Set problem: Carry on the forum thread about the energy efficiency of analog spiking neural network hardware, picking up right after its last sentence.

Article:

════

Hi Sean, perhaps you can help us understand the claim that analog hardware SNNs are more energy efficient than analog hardware non-spiking networks (e.g. based on floating gate transistors [1])?
Also, in the paper [2], Table 4 is a bit confusing: what is the "traditional hardware" they're referring to?
Finally, it's not clear from that paper, or from this "Brainstorm" article, that you actually have a working chip, capable of running Alexnet. Is that so? What is the current status of the actual hardware?
I'm not sure it's fair to compare the Brainstorm chip to the paper you linked to, since they take different inputs (binary vs. continuous) and they implement different systems (purely feed-forward vs. recurrent dynamic systems). But basically, the reason I would imagine why rates require more energy than spikes is just basic math. Given that power is the area under the curve, you can picture that intermittent spikes would consume less power than sending a continuous rate signal. There are other advantages to spikes vs. rates, such as robustness to noise/failure.

════

Extracted records:
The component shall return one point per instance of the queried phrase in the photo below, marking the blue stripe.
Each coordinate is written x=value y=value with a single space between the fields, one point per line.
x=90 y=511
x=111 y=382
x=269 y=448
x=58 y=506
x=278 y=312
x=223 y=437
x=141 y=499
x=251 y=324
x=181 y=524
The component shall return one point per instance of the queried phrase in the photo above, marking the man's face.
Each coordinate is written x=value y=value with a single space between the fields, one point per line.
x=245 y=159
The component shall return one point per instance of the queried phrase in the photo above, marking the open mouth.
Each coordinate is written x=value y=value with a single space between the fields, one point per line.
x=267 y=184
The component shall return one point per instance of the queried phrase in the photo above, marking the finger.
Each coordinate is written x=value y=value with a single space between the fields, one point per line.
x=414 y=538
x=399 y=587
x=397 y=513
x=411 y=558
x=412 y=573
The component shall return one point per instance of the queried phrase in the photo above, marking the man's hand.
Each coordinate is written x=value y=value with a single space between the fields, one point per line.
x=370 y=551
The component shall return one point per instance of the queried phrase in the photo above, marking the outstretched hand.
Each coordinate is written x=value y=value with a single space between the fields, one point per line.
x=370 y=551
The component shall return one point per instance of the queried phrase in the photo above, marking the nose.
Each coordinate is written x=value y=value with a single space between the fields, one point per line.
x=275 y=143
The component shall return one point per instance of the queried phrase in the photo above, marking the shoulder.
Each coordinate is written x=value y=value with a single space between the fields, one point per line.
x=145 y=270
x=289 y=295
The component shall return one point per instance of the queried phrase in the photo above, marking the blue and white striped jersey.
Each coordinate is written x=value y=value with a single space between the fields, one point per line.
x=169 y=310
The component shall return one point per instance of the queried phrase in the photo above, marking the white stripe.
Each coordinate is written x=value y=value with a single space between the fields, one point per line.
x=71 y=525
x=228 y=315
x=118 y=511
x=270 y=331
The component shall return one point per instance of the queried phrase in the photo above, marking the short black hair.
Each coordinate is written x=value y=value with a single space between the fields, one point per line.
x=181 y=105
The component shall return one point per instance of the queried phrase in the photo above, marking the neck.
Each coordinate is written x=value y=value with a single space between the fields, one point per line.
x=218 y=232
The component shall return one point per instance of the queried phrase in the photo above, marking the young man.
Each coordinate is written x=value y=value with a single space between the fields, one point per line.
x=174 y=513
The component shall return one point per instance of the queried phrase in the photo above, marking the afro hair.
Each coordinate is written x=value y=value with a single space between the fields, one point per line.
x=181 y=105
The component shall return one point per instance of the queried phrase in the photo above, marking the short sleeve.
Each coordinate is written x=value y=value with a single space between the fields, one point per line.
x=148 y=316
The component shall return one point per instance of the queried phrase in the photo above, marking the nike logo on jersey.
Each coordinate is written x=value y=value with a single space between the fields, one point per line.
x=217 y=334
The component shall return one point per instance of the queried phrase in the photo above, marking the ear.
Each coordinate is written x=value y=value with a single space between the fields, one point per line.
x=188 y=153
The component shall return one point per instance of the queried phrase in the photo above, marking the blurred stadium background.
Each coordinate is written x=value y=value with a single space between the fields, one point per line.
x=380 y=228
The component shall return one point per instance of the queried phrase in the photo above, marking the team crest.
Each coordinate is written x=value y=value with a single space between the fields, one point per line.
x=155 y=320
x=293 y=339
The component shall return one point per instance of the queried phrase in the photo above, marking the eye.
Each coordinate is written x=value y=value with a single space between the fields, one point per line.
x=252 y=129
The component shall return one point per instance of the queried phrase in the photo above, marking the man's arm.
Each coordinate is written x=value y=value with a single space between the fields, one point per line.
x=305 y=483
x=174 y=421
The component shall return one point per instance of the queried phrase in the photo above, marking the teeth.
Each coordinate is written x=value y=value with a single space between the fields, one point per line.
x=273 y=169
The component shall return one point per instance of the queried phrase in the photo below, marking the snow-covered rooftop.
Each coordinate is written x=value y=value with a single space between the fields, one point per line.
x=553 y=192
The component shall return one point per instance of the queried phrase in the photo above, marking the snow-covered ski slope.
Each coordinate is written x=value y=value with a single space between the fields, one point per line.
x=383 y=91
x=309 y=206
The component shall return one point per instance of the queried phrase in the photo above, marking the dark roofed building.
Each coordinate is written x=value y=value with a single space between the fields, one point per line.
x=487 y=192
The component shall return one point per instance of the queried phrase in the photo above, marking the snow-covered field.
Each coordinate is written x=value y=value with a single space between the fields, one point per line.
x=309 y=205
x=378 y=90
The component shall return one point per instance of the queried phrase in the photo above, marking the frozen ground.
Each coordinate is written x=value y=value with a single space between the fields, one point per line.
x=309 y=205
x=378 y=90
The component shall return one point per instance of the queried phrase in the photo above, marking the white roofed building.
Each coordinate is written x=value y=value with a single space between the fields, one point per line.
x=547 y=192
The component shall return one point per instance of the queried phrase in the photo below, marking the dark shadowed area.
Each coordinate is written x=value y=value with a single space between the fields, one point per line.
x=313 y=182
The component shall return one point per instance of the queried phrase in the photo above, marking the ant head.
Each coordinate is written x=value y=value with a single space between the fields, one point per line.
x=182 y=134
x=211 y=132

════

Output for this exercise:
In table 4, I think they're comparing to GPU hardware, since that's what he was running everything on.
I think the current status of the hardware is prototypes are being produced. The most recent paper [1] used a circuit simulated in SPICE, so I'm guessing they're pretty close to production? I'm not sure, because:
a) I haven't heard anything from my lab-mates in a while.
b) Even if I did hear something from them, I'm not sure I'm allowed to talk about it. Hardware development is way more secretive than software development.
Sure, let's look at the "area under the curve". What would be this area to perform an equivalent of a weighted sum followed by a non-linearity, for the best spiking network? Note that we must ensure the same precision, as when using the analog "continuous rate" signals. If SNN produces less accurate results, then it's really apples to oranges comparison. Don't forget to take into account both static and dynamic power. Also, there's a question of speed: can you build an SNN chip which runs faster given the same power budget, and the same target accuracy?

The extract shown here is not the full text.